*** MATERIAL SHOWN Section Begins ***
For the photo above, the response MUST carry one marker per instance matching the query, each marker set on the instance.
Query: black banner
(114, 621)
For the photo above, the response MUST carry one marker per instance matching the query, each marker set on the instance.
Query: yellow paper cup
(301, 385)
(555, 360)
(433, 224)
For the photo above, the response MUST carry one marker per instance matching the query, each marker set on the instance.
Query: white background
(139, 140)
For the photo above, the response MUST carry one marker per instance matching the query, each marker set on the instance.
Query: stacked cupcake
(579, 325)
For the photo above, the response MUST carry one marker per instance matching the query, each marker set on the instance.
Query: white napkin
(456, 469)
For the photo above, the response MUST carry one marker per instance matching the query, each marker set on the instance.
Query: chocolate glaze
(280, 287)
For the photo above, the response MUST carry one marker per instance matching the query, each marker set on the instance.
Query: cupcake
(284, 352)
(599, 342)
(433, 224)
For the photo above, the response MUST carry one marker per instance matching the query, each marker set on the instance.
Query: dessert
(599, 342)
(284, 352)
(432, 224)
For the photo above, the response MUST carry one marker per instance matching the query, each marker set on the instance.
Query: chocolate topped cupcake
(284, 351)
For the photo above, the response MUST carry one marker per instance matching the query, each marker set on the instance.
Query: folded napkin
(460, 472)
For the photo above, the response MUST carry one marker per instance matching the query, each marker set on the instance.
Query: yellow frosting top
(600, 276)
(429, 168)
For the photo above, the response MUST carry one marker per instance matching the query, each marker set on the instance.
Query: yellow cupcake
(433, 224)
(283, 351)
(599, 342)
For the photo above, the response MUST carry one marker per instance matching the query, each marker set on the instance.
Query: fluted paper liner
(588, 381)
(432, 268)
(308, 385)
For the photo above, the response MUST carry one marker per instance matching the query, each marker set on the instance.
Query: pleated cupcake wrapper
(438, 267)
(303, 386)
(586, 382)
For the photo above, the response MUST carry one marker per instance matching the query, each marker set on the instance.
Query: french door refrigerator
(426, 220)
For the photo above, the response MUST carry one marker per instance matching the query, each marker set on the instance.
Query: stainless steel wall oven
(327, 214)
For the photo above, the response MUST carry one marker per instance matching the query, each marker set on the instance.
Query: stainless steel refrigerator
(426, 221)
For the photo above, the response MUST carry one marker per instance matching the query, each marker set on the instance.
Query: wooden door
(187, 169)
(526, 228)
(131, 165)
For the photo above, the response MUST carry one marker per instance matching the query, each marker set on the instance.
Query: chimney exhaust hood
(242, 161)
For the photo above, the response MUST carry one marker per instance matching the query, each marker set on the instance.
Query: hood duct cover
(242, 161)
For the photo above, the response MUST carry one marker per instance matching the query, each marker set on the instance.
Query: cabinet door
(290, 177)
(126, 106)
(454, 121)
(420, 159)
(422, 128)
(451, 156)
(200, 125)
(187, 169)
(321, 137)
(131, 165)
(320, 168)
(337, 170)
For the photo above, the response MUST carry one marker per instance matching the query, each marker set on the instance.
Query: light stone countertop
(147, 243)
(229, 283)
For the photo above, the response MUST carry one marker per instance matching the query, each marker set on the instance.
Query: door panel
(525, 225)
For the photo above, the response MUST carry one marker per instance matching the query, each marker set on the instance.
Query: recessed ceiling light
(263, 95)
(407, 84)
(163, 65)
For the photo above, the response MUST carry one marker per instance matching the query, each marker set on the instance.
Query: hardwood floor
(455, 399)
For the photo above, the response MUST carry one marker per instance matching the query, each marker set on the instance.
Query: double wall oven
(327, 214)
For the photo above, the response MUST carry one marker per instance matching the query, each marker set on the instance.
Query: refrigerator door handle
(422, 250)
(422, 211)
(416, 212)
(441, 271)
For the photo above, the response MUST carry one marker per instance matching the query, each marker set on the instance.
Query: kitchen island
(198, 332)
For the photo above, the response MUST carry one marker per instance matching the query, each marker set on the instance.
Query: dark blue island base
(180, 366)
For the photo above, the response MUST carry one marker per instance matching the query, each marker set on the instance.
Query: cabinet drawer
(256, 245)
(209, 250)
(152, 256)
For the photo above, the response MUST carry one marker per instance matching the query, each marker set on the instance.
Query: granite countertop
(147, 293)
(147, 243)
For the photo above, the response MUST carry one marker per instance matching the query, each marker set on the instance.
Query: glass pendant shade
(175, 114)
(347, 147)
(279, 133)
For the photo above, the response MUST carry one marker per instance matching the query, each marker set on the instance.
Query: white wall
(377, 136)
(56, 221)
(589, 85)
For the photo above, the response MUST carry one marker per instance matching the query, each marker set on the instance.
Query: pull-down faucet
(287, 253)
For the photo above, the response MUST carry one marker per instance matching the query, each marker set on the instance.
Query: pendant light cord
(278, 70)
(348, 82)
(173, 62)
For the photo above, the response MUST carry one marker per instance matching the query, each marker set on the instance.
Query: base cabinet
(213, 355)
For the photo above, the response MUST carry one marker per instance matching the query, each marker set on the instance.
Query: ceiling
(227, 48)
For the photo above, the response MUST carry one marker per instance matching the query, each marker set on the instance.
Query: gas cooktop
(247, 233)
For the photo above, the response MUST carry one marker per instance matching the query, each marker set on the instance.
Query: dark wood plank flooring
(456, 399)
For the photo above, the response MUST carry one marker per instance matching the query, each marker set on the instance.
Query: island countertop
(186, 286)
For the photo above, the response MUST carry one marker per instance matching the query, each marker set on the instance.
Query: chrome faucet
*** MATERIAL SHOWN Section Ends ***
YOUR TASK:
Each record above has to be repeated word for word.

TASK SOLUTION:
For the photo above, the response MUST carry one marker per instance matching the query, each marker set on the instance.
Query: black banner
(114, 621)
For the photo above, the response MUST carry one marker per instance matching the query, each marker set on the instance.
Query: yellow paper cup
(301, 385)
(555, 360)
(433, 224)
For the photo above, the response MUST carry one marker per instance matching the query, each marker set on the instance.
Query: white background
(139, 140)
For the photo above, the response MUST carry one marker per instance matching the query, each marker set on the instance.
Query: stacked cupcake
(579, 325)
For the photo above, the response MUST carry one marker per instance matching the query, each marker set on the instance.
Query: white napkin
(456, 469)
For the photo above, the response MUST carry one marker per instance matching the query, each marker set on the instance.
Query: chocolate glaze
(280, 287)
For the photo above, the response MUST carry one marker per instance matching the query, each marker set on the instance.
Query: cupcake
(284, 352)
(599, 342)
(433, 224)
For the photo above, the response MUST carry one marker per instance matching the query, each marker set on the instance.
Query: dessert
(599, 342)
(284, 352)
(432, 224)
For the photo above, the response MUST carry one marker per instance matching the query, each marker set on the instance.
Query: chocolate topped cupcake
(284, 351)
For the photo above, the response MUST carry one marker per instance matching the query, each marker set on the instance.
Query: folded napkin
(460, 472)
For the photo above, the response MUST carry one marker per instance matching the query, each marker set on the instance.
Query: yellow frosting top
(600, 276)
(429, 168)
For the photo above, the response MUST carry one marker per instance matching the query, each marker set on the instance.
Query: yellow cupcake
(433, 224)
(283, 351)
(599, 342)
For the photo above, the response MUST carry one marker per instance matching the query, each marker set on the instance.
Query: fluted paper liner
(588, 381)
(432, 268)
(308, 385)
For the photo above, the response MUST carry one marker per instance matching the query, each marker set on the instance.
Query: pleated cupcake wrapper
(438, 267)
(303, 386)
(586, 382)
For the photo above, the response MUST carry one marker per instance matching the query, each marker set on the instance.
Query: french door refrigerator
(426, 220)
For the photo above, the response MUST carry one marker per instance matching the query, each marker set on the instance.
Query: stainless steel wall oven
(327, 214)
For the photo above, the response MUST carry one marker per instance matching the query, each marker set on the instance.
Query: stainless steel refrigerator
(426, 221)
For the photo above, the response MUST carry one marker per instance matching the query, each marker set on the instance.
Query: wooden door
(187, 169)
(526, 228)
(131, 165)
For the photo above, the response MUST carry one marker per instance matching the query, each marker set on the instance.
Query: chimney exhaust hood
(242, 161)
For the photo above, the response MUST carry one marker per instance matching the query, each marker set on the instance.
Query: hood duct cover
(242, 161)
For the photo above, the response MUST carry one marker per instance matching the query, each marker set on the instance.
Query: cabinet door
(290, 177)
(126, 106)
(454, 121)
(420, 159)
(422, 128)
(451, 156)
(200, 125)
(187, 169)
(321, 137)
(131, 165)
(320, 168)
(337, 170)
For the photo above, the response MUST carry one marker per instance matching the query, each marker set on the instance.
Query: light stone countertop
(147, 243)
(229, 283)
For the photo above, the response MUST carry one marker per instance matching the query, each marker set on the instance.
Query: door panel
(525, 225)
For the photo above, the response MUST carry one marker per instance matching the query, each marker set on the instance.
Query: recessed ceiling light
(263, 95)
(407, 84)
(163, 65)
For the photo above, the response MUST carry one marker per instance matching the query, each marker set on the instance.
Query: hardwood floor
(455, 399)
For the photo above, the response MUST carry one marker per instance matching the query, each marker set on the instance.
Query: double wall oven
(327, 214)
For the photo above, the response MUST carry one marker per instance matching the query, each marker set on the instance.
Query: refrigerator door handle
(422, 250)
(422, 211)
(416, 212)
(441, 271)
For the photo above, the response MUST carry one marker per instance matching the query, each marker set on the instance.
Query: kitchen island
(198, 332)
For the photo above, the response MUST carry one marker per instance matching the query, each marker set on the instance.
Query: dark blue island base
(180, 366)
For the photo above, the response MUST carry one marker per instance matching the query, each marker set on the instance.
Query: cabinet drawer
(256, 245)
(209, 250)
(152, 256)
For the photo above, the response MUST carry one marker per instance matching the query, each marker set on the instance.
Query: granite countertop
(147, 293)
(147, 243)
For the photo above, the response MUST carry one marker per instance matching the query, each marker set on the instance.
Query: glass pendant shade
(175, 114)
(347, 147)
(279, 133)
For the photo above, the response MUST carry one marker per instance matching the query, each marker set on the instance.
Query: white wall
(377, 136)
(56, 221)
(589, 85)
For the photo above, the response MUST carry one marker per instance matching the query, each marker set on the instance.
Query: pull-down faucet
(287, 253)
For the photo above, the response MUST carry one marker per instance matching the query, each marker set on the instance.
Query: pendant light cord
(278, 70)
(348, 82)
(173, 62)
For the photo above, the response MUST carry one marker per instance matching the query, each marker set on the instance.
Query: base cabinet
(213, 355)
For the photo above, the response MUST carry one marker per instance matching the query, each marker set on the instance.
Query: ceiling
(227, 48)
For the photo above, the response MUST carry one marker per instance matching the query, each marker set on the instance.
Query: gas cooktop
(247, 233)
For the photo above, the response MUST carry one marker per instance matching the query, each marker set on the instance.
Query: dark wood plank flooring
(456, 399)
For the photo above, the response MUST carry one marker per instance matching the query, each marker set on the instance.
Query: island countertop
(186, 286)
For the photo above, the response MUST carry one marker per instance matching the query, each marker set on the instance.
Query: chrome faucet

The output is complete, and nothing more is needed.